TASK
Only the lines of the data holding the string "roof" need to be returned.

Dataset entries
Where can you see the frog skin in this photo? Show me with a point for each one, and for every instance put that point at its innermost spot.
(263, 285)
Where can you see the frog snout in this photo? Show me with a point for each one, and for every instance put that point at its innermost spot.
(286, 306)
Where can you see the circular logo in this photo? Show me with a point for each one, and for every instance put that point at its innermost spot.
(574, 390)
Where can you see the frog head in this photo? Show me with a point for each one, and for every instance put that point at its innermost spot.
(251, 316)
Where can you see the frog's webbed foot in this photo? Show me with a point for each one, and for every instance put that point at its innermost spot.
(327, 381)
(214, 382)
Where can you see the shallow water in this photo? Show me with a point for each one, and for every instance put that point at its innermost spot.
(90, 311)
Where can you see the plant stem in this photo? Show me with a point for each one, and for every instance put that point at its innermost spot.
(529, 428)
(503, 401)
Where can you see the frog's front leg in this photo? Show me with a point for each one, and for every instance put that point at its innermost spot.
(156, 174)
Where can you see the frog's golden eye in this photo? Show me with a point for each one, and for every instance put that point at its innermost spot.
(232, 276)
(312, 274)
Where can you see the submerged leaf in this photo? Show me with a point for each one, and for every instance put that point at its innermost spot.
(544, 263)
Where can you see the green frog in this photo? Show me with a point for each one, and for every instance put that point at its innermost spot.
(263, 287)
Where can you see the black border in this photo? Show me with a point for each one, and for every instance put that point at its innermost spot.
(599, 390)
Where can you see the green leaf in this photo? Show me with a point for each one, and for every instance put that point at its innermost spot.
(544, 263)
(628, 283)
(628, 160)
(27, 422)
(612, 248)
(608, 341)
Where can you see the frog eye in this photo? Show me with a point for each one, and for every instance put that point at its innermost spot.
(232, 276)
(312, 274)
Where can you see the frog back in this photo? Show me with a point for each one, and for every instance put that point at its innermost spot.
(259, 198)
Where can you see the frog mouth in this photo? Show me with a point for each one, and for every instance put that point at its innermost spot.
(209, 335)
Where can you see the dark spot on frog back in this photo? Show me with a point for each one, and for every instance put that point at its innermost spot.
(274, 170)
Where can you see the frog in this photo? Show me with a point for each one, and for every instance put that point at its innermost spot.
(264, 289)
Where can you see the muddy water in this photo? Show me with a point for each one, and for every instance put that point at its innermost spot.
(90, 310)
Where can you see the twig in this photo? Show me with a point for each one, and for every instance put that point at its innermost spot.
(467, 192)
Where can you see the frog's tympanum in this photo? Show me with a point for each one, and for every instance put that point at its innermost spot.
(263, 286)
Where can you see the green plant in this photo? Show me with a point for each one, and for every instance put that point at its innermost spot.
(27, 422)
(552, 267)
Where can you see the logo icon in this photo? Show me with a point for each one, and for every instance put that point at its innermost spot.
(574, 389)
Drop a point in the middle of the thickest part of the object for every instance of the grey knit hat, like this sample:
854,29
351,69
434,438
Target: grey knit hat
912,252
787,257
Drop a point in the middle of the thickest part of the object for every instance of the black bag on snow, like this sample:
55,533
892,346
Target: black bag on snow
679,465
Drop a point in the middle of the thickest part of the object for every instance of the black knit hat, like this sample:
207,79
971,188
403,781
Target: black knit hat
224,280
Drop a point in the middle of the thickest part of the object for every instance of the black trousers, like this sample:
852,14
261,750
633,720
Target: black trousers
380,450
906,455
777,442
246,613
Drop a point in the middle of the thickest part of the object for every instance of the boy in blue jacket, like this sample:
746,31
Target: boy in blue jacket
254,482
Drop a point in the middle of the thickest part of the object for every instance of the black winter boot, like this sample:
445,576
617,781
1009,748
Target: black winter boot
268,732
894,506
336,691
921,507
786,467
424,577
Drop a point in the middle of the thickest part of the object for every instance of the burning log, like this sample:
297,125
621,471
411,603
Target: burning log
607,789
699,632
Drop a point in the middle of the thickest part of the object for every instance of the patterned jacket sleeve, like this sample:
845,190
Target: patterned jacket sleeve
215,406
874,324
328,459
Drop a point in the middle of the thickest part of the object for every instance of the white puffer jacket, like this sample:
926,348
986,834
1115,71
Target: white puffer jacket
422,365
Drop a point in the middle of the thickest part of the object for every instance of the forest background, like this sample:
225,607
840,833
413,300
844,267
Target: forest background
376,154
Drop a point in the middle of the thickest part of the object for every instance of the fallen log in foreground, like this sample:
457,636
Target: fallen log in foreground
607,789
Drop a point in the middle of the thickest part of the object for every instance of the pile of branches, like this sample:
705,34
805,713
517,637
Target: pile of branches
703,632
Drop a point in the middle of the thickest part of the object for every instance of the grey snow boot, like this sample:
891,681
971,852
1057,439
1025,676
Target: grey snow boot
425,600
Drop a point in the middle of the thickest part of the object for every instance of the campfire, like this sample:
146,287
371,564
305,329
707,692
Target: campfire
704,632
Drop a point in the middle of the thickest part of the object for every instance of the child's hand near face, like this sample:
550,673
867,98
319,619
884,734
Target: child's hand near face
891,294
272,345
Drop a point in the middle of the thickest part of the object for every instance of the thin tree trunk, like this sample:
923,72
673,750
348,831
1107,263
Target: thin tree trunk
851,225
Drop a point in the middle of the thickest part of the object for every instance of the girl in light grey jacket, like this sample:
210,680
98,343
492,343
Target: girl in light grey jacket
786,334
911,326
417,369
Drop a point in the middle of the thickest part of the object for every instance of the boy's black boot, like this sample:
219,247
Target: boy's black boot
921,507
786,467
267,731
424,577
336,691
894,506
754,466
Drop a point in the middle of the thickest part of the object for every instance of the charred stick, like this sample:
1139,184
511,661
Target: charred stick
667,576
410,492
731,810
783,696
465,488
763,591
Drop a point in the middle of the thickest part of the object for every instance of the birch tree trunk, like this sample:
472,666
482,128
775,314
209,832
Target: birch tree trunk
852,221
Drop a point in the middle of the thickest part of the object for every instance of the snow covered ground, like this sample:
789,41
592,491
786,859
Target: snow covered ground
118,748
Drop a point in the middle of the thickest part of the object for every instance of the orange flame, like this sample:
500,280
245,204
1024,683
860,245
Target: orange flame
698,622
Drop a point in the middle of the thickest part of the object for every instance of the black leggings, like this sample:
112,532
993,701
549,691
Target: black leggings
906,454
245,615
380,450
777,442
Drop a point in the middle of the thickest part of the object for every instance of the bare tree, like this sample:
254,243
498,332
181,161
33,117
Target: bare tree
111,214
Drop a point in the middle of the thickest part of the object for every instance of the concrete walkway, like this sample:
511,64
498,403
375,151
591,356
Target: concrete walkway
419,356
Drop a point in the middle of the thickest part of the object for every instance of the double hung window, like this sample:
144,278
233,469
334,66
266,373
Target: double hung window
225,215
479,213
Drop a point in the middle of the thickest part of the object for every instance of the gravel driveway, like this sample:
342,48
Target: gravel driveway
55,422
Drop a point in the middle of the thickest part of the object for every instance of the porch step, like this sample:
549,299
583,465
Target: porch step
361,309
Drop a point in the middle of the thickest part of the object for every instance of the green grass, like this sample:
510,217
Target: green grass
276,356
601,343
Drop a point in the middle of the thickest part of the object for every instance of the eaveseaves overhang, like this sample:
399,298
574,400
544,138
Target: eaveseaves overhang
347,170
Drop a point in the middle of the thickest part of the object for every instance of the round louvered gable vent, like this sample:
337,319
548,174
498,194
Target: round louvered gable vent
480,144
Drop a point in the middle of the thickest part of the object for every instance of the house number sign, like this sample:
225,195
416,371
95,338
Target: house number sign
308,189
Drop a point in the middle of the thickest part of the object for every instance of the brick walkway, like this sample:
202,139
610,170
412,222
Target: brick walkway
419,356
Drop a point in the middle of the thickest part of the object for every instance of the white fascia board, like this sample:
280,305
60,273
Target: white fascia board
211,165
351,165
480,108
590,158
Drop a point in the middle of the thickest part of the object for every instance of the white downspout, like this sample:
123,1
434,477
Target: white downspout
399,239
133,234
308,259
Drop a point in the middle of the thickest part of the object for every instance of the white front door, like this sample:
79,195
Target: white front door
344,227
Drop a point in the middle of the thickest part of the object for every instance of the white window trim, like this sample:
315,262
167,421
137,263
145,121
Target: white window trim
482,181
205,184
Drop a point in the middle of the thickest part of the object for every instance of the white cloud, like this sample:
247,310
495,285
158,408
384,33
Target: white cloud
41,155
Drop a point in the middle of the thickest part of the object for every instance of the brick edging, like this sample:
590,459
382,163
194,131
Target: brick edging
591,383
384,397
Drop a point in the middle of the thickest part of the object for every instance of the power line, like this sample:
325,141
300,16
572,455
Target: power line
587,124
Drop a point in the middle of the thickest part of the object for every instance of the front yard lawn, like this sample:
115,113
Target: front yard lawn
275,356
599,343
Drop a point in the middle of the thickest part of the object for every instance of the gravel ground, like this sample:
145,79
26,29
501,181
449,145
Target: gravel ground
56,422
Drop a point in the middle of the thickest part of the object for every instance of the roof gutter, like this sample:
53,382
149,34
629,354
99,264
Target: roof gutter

SOLUTION TO THIS TASK
Drop a point in the middle of the thickest part of the object for every instance of the roof gutter, like this sample:
Target: roof gutter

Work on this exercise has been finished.